_CONSIGNA A_: Reescribe de forma más breve el párrafo del fragmento citado que empieza «Como paraba horadando la realidad» y conserva sus datos principales.
_CONSIGNA B_: Retoma el fragmento sobre el poeta Adares y escribe su continuación a partir de la última frase.

_FRAGMENTO CITADO_:
Y también este otro poema,

«Salamanca te amo porque tú amas al sol.

Porque tú te dedicas a quedarte.

Salamanca te amo en las cajas

Y entre el ramillete del vaho

Del amor.

Te amo en las goteras de la Peña Celestina

Y en todo el Tentenecio de aguardar

La monja.

Sólo te pido amor que te asegures y tantees,

Salamanca, antes de que te digan.

Yo no me iré jamás de tu palabra».

(De ‘No me preguntéis de dónde soy llegado’)

O este otro poema, del libro ‘Me enamoré sin permiso’ (1995): “Me llamaste venir y vine / como vengo / lleno de anochecidos mundos irradiables. / Este poema es verso / y a la vez un beso hacia abajo / y derecho / a tus cabelleras. / Tu manzana de amor es mi ban¬dera.”

Quizá los que más han preservado su memoria sean Juan Manuel de Prada y A. P. Alencart.

La obra de Adares están reunidos en treinta y cinco libros publicados y varios inéditos que conforman su producción poética. Difícil de hallar en especial es “Escrito a lápiz sin soltar el asa” (1993).

Su estilo es franco, rural y vivaz. Ejemplos de su sonoridad son versos como estos: “Es mi brazo cartabón que te ha trazado Salamanca” o este otro que juega con el famoso adagio bíblico,  “Pulvis est et pulverum reverteris” (Polvo eres y en polvo te has de convertir), que Adares transforma en su verso escriba: “vuelto cenizas polvo héroes” (En Salamanca).

Como paraba horadando la realidad para hallar poesía, Adares, cuyo verdadero nombre era Remigio González, podemos destacarlo además de exponente de fin de raza en entronque y bisagra con una nueva poesía que emerge. El último maldito, ofrece dos coordenadas para el nuevo poeta que nace con el siglo: el comienzo de vocación tardío (fin del culto al poeta adolescente) y el desapego del culto a la tristeza por una nueva vitalidad, una más alegre. Ese es el significado de Adares en la literatura.

_DATOS EXTRAÍDOS_:
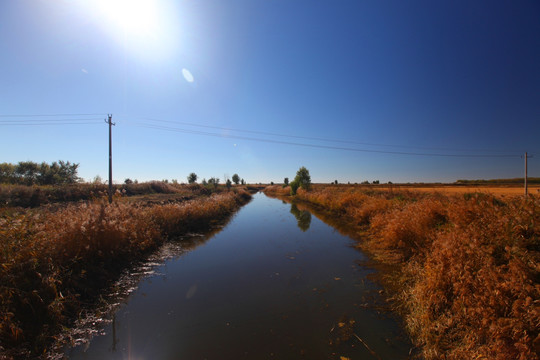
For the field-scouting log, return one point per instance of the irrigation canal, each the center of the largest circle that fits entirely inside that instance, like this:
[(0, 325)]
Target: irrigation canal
[(275, 283)]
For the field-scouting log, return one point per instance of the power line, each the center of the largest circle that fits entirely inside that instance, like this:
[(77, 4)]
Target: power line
[(51, 115), (195, 132), (48, 124), (315, 138)]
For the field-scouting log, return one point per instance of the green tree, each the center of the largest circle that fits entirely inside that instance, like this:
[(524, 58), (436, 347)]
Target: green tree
[(294, 186), (192, 178), (26, 172), (7, 173), (303, 178), (213, 181)]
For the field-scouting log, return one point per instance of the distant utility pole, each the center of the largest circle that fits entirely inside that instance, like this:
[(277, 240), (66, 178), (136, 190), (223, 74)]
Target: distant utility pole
[(526, 157), (109, 121)]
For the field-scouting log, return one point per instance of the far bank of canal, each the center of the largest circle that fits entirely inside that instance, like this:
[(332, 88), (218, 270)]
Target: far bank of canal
[(276, 282)]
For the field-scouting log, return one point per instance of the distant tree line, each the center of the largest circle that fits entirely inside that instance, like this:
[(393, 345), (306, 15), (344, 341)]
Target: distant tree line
[(31, 173)]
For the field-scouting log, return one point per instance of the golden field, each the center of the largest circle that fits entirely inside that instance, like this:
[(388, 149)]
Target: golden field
[(499, 190), (56, 260), (466, 267)]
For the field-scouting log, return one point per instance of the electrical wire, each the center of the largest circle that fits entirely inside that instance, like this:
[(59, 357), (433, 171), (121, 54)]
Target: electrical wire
[(195, 132), (313, 138), (50, 115)]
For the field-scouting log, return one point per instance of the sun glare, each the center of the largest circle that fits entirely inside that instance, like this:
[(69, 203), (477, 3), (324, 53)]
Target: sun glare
[(134, 17), (144, 27)]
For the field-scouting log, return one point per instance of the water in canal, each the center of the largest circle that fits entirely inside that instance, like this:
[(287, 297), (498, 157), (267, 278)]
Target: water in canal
[(275, 283)]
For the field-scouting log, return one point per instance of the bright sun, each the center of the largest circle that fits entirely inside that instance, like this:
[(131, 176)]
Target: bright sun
[(149, 29), (137, 18)]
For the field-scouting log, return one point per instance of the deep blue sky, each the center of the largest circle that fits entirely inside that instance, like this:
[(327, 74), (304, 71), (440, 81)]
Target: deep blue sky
[(423, 77)]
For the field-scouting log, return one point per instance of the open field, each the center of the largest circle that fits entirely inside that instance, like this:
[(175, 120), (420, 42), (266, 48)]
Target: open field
[(466, 266), (56, 260), (499, 190)]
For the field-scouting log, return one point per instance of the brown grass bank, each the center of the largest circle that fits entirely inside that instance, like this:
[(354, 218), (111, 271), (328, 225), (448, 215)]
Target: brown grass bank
[(55, 262), (469, 265)]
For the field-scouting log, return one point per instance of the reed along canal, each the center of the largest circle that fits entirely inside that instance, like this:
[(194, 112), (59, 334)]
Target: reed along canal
[(275, 283)]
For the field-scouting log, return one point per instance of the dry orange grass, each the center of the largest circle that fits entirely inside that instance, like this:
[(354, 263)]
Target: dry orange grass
[(469, 265), (53, 262), (509, 190)]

_RESPUESTA A_: Adares, seudónimo de Remigio González, horadaba la realidad para hallar poesía. Fue a la vez exponente de fin de raza y bisagra con una nueva poesía. Como último maldito, marca dos rasgos para el poeta que nace con el siglo: una vocación que empieza tarde, con lo que termina el culto al poeta adolescente, y el abandono del culto a la tristeza por una vitalidad más alegre. Ese es su significado en la literatura.

_RESPUESTA B_:
Siendo así el último eslabón de una cadena ya terminada, surge el interés de algo distinto que empezó a operar en la poesía, algo nuevo que en Adares se vislumbra aparecer.

El fin de los poetas malditos no debiera generar enfados, porque continuar en el malditismo es perseverar en la necedad, y ese árbol ya está muerto y no da fruto ni siquiera veneno. Esa teta está seca, y no da leche agria. Es una tradición que concluyó. Es demasiado egoísta en sí, y ese camino se experimentó hasta el vómito. ¿Con qué ojos nos verá el s. XXII o el s. XXIV? ¿Todavía habrá lectores de Vallejo? Nuestro siglo es entre los siglos un siglo petiso, ni el mundo acabará con nosotros ni la poesía se enquistara atorada en la misma ruina. Como cuando los bárbaros y la caída del Imperio, se perdió mucho, pero se conservó lo esencial del mundo antiguo. De la poesía maldita quedará tal vez nada, quizá solo unos versos de un mal poeta, y me atrevo a augurar que son los versos de otro poeta, del poeta niño Buscarini, quien en su poema orgullo escribió: “Es verdad que yo sufro; pero oídme:/¿ qué me importa sufrir si soy poeta?”. Esos versos resumen ciento cincuenta años de golpearnos contra la pared.  Reafirma y sintetiza lo que fue ese movimiento que murió en el año 2001. Un sismo que no dejó más que unos versos a modo de grietas en la casa de la poesía y nada más.

Finalmente,

ADARES, son el acróstico de Adelante, Dolor de madre al dar a luz al hijo, Amor, Remigio (su nombre), España (su país) y Salamanca (su ciudad).

La última poeta maldita fue Ana María Martínez Sagi, que falleció en el año 2000, y el último poeta maldito fue Adares que murió el año 2001. Hasta el último día de su vida fue caminando con la espalda doblada y con un parkinson muy avanzado a su cátedra de poesía que jamás abandonó. No era un triste, era no obstante maldito olvidado, eslabón del nuevo camino que se abre. Como dice un poema suyo:

Mi poesía nunca engaña

Porque nunca la engañé

Silvestre malva o de alma

La subo porque la amé.

Yo sé por lo que resiste

Porque jamás está unida

Ni a la pena ni a lo

Triste

(Inédito)

Descansa en paz Adares, a la luz de la mejor ventana.

Y a ti, querido e hipócrita lector, posiblemente aspirante a escritor, si persistes en la necedad de ser maldito, déjame decirte que llegas veintitrés años tarde. El sepulcro ya fue tapiado y la lápida puesta. En el cementerio de los malditos ya no quedan vacantes. Dedíquese mejor a otra cosa.